For this exercise, transcribe all the entries exactly as given and omit the images.

* **Data for review**

◆ ◆ ◆ ◆ ◆

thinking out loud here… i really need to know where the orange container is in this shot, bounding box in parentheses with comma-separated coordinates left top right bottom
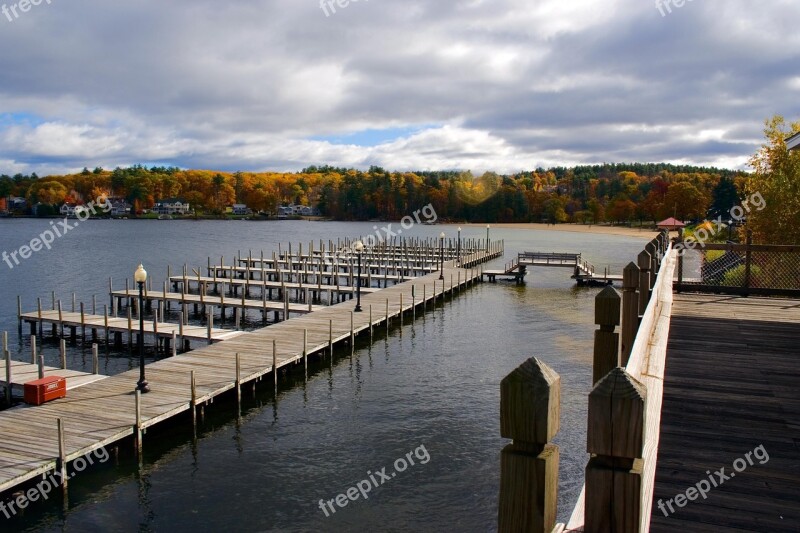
(23, 376, 66, 405)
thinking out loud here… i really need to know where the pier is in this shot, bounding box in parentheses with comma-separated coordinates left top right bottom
(482, 251, 622, 285)
(497, 231, 800, 532)
(0, 237, 503, 496)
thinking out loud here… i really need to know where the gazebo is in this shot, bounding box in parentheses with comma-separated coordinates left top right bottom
(656, 217, 685, 231)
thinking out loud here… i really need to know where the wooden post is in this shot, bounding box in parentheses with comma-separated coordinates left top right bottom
(594, 286, 621, 385)
(637, 250, 652, 316)
(744, 229, 753, 294)
(498, 358, 560, 533)
(329, 319, 334, 358)
(38, 354, 44, 379)
(207, 307, 213, 345)
(350, 311, 355, 347)
(92, 344, 99, 375)
(171, 331, 177, 357)
(60, 338, 67, 369)
(235, 352, 241, 411)
(31, 334, 37, 364)
(272, 339, 278, 391)
(5, 344, 12, 405)
(190, 370, 197, 435)
(585, 368, 646, 533)
(620, 262, 640, 366)
(57, 418, 68, 489)
(303, 328, 308, 378)
(676, 228, 684, 292)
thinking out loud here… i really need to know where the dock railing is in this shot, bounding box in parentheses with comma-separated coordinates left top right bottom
(675, 229, 800, 297)
(498, 230, 675, 533)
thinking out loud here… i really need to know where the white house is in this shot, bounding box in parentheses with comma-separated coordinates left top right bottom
(60, 204, 79, 217)
(788, 131, 800, 152)
(154, 198, 190, 215)
(231, 204, 252, 216)
(110, 200, 131, 216)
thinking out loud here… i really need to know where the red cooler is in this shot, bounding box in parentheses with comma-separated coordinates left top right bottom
(24, 376, 67, 405)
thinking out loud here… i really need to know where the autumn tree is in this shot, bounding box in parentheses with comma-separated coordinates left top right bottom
(745, 115, 800, 244)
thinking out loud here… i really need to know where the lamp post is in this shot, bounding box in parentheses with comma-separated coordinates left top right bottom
(439, 232, 445, 280)
(354, 240, 364, 312)
(134, 264, 150, 393)
(457, 226, 462, 266)
(486, 224, 490, 252)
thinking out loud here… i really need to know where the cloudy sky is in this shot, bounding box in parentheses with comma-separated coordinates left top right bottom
(0, 0, 798, 176)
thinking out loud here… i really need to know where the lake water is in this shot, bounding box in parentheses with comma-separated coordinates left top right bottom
(0, 219, 650, 532)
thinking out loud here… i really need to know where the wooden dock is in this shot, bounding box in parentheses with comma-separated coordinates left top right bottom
(1, 360, 108, 392)
(650, 294, 800, 532)
(0, 240, 503, 497)
(19, 310, 248, 346)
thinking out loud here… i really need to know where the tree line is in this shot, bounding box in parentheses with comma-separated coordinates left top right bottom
(1, 115, 797, 245)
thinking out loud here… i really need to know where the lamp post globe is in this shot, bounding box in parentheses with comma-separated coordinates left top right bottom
(354, 240, 364, 312)
(134, 264, 150, 393)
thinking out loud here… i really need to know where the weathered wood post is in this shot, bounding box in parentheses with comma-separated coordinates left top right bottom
(4, 336, 12, 405)
(637, 249, 652, 316)
(498, 357, 560, 533)
(190, 370, 197, 435)
(620, 263, 640, 366)
(585, 367, 646, 532)
(92, 344, 99, 375)
(594, 286, 621, 385)
(134, 389, 143, 459)
(676, 228, 684, 293)
(272, 340, 278, 392)
(57, 418, 68, 490)
(744, 229, 753, 295)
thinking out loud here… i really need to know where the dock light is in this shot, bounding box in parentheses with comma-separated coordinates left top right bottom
(354, 240, 364, 312)
(134, 264, 150, 393)
(439, 232, 445, 280)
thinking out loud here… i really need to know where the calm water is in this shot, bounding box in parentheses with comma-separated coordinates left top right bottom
(0, 219, 649, 532)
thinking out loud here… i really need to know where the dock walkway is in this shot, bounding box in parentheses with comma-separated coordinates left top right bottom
(650, 294, 800, 531)
(0, 259, 493, 495)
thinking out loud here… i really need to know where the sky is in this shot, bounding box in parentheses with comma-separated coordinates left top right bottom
(0, 0, 798, 176)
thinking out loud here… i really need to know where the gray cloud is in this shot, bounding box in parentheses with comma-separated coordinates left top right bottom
(0, 0, 797, 175)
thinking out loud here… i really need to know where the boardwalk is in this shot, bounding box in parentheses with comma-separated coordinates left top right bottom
(651, 294, 800, 532)
(0, 258, 493, 495)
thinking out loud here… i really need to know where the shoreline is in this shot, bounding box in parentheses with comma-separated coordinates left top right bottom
(458, 222, 661, 238)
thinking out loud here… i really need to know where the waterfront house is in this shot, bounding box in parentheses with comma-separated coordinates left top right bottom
(110, 200, 132, 216)
(60, 203, 79, 217)
(788, 131, 800, 151)
(231, 204, 252, 216)
(154, 198, 190, 215)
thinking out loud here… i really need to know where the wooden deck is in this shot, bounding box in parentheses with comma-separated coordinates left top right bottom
(0, 262, 489, 495)
(651, 294, 800, 532)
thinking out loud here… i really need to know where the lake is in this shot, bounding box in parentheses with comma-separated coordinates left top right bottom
(0, 219, 650, 532)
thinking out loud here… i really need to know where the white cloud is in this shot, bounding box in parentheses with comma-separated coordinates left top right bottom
(0, 0, 797, 176)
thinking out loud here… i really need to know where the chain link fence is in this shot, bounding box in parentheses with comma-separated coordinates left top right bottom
(677, 244, 800, 295)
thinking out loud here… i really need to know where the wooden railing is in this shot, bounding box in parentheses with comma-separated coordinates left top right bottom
(498, 231, 675, 533)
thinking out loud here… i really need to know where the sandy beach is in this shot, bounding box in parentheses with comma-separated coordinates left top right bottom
(458, 222, 661, 239)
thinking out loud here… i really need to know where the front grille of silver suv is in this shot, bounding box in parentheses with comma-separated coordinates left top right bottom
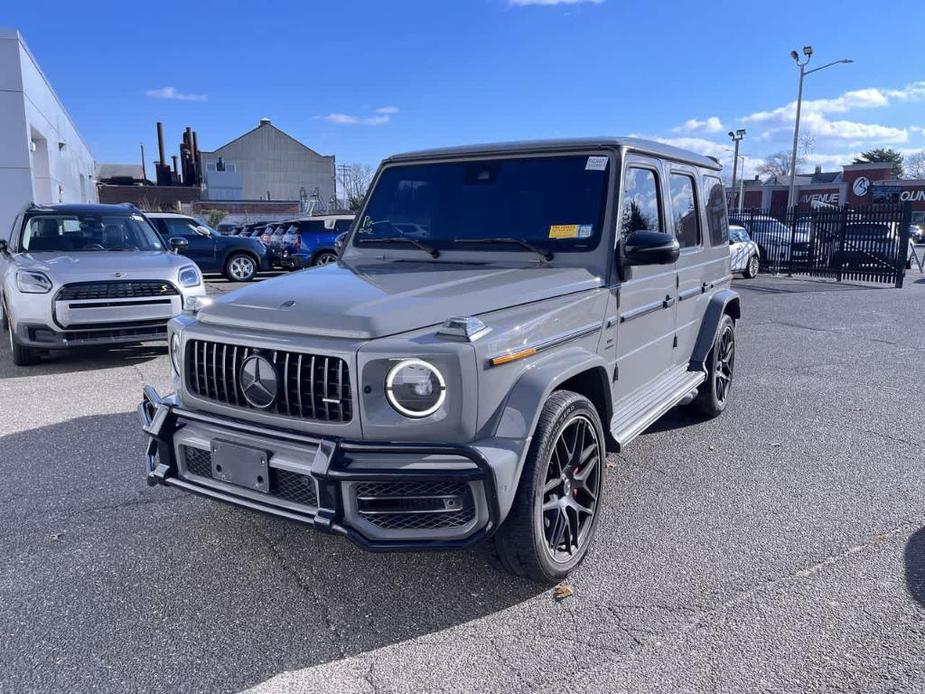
(185, 339, 353, 422)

◆ ◆ ◆ ◆ ◆

* **The answer**
thinking out loud here… i really need to know where the orange container is in this shot, bounding box in parentheses with comma-separated coordinates left top right bottom
(23, 376, 66, 405)
thinking out loud here… i really need to know where the pier is in this shot, bounding box in parentheses with comma-separated coordinates left top right bottom
(482, 251, 622, 285)
(497, 231, 800, 532)
(0, 237, 503, 496)
thinking out loud here… i really need to know where the gazebo is in this shot, bounding box in parentheses with comma-separated coordinates left top right bottom
(656, 217, 685, 231)
thinking out loud here… i really need to know where the wooden post is in this shot, bounding box in parentheses with comma-separated coordinates left top right bottom
(594, 286, 621, 385)
(637, 250, 652, 316)
(744, 229, 753, 294)
(498, 358, 560, 533)
(329, 319, 334, 358)
(38, 354, 44, 379)
(207, 307, 213, 345)
(350, 311, 355, 347)
(92, 344, 99, 375)
(171, 331, 177, 357)
(60, 338, 67, 369)
(235, 352, 241, 411)
(31, 334, 37, 364)
(272, 339, 278, 391)
(5, 344, 12, 405)
(190, 370, 197, 435)
(585, 368, 646, 533)
(620, 262, 640, 366)
(57, 418, 68, 489)
(303, 328, 308, 378)
(676, 228, 684, 292)
thinking out loud here… i really need to know where the dock railing is in this shot, bounding box in parentheses with comma-separated coordinates left top right bottom
(675, 229, 800, 297)
(498, 230, 675, 533)
thinking out loud here… i really need to know where the white house is in this shot, bounding box in parentheses with comma-separated coordinates left top right bottom
(60, 204, 79, 217)
(788, 131, 800, 152)
(154, 198, 190, 215)
(231, 204, 252, 216)
(110, 200, 131, 216)
thinking out loud here… i really need to know where the red cooler is in this shot, bounding box in parentheses with comma-separated coordinates left top right bottom
(24, 376, 67, 405)
thinking out loud here… i really need to know where the autumn tree is in this shot, bounding box in parentheses with comma-separated coordinates left top right bottom
(745, 115, 800, 244)
thinking out loud here… i really need to know where the lamp post is in this shot, bounding box in parentheses with comma-separated coordinates left top right bottom
(439, 232, 445, 280)
(354, 240, 364, 312)
(134, 264, 150, 393)
(457, 226, 462, 266)
(486, 224, 490, 252)
thinking out loud here… i really need to know where the cloudy sky is in this shot, bounding box in parentheses with comma-separated coordinates left top right bottom
(0, 0, 798, 176)
thinking out loud here… i really need to know where the lake water is in this shot, bounding box in parentheses with comma-separated coordinates left top right bottom
(0, 219, 650, 532)
thinking out loud here… i really need to know where the wooden dock is in this shot, bounding box in parentheses with comma-separated coordinates left top right bottom
(1, 360, 108, 392)
(650, 294, 800, 532)
(0, 240, 503, 497)
(19, 310, 248, 346)
thinking out loud here… i really need to know where the tree line is in this shot, bounding box in parentheses with comma-separated coordinates left top right bottom
(1, 115, 797, 245)
thinking out loud here… i really need to know where the lamp post globe is in this shot, bounding box in parentheses with comma-separated coordinates left top right bottom
(354, 240, 364, 312)
(134, 264, 150, 393)
thinking out loud here… i really need to know where the weathered wood post is in this shot, bounding box in parentheses with comma-separated coordinates left top right bottom
(4, 336, 12, 405)
(637, 249, 652, 316)
(498, 357, 560, 533)
(190, 370, 197, 435)
(620, 263, 640, 366)
(585, 367, 646, 532)
(92, 344, 99, 375)
(594, 286, 621, 385)
(134, 389, 143, 459)
(676, 228, 684, 293)
(272, 340, 278, 392)
(57, 418, 68, 490)
(744, 229, 753, 295)
thinking out loud here… i really need to know where the dock light is in this shot, bounding box in parentheses with comma-separated coordinates left top right bottom
(354, 240, 364, 312)
(134, 264, 150, 393)
(439, 232, 445, 280)
thinking out loud here… i really need to know where the calm water is in this shot, bounding box in parentheses with comma-separated coordinates left top right bottom
(0, 219, 649, 532)
thinking out loud here… i really need to know where the dock walkway is in this shot, bounding box in parentheses with comma-separated coordinates left top right bottom
(650, 294, 800, 531)
(0, 259, 493, 495)
thinking out loud here… i really need to know where the sky is in this shot, bounding box in parentheses with comma-separated coordinates left top right bottom
(0, 0, 798, 176)
thinking out loud here… i really need to know where the gray cloud is in this shot, bounding box in parentheses with comma-separated coordinates left top right bottom
(0, 0, 797, 175)
thinking out loud here… i really need to know where the boardwalk is in this shot, bounding box in parentheses with comma-separated coordinates left top right bottom
(651, 294, 800, 532)
(0, 258, 493, 495)
thinking out loud here… i really need to know where the shoreline is in this shot, bounding box in parentheses with comma-separated coordinates left top right bottom
(458, 222, 661, 238)
thinking out loud here… i really need to know where the waterfront house is in this shot, bounding box in parentheses with comma-separated coordinates left top right bottom
(110, 200, 132, 216)
(60, 203, 79, 217)
(788, 131, 800, 151)
(231, 204, 252, 216)
(154, 198, 190, 215)
thinking out loud here… i really need to know where the wooden deck is in this shot, bounding box in parentheses with comma-separated coordinates left top right bottom
(0, 262, 489, 495)
(651, 294, 800, 532)
thinking out loud here… i really need to know where the lake is in this shot, bounding box in parentheses with comma-separated coordinates left top right bottom
(0, 219, 650, 532)
thinking out loud here… i really need to know where the white cloud is in this shot, bounding box in parentheses with comma-separated coordinates left top right bottom
(0, 0, 797, 176)
thinking out loud here… i really need to know where the chain link fence is in this shot, bounding box in parentheses with comma-separated coordinates left top right bottom
(677, 244, 800, 295)
thinking out loud here… i really need to know where the wooden railing is in this shot, bounding box in parentheses with comma-separated coordinates left top right bottom
(498, 231, 675, 533)
thinking out loud here… i really need to know where the sandy beach is in this shot, bounding box in parentheses with comma-separated coordinates left top right bottom
(458, 222, 661, 239)
thinking out loud here… i really need to know where the front grille of silver suv is in this shot, bounding box in parentheses with comma-separated coordinates left top right bottom
(185, 339, 353, 422)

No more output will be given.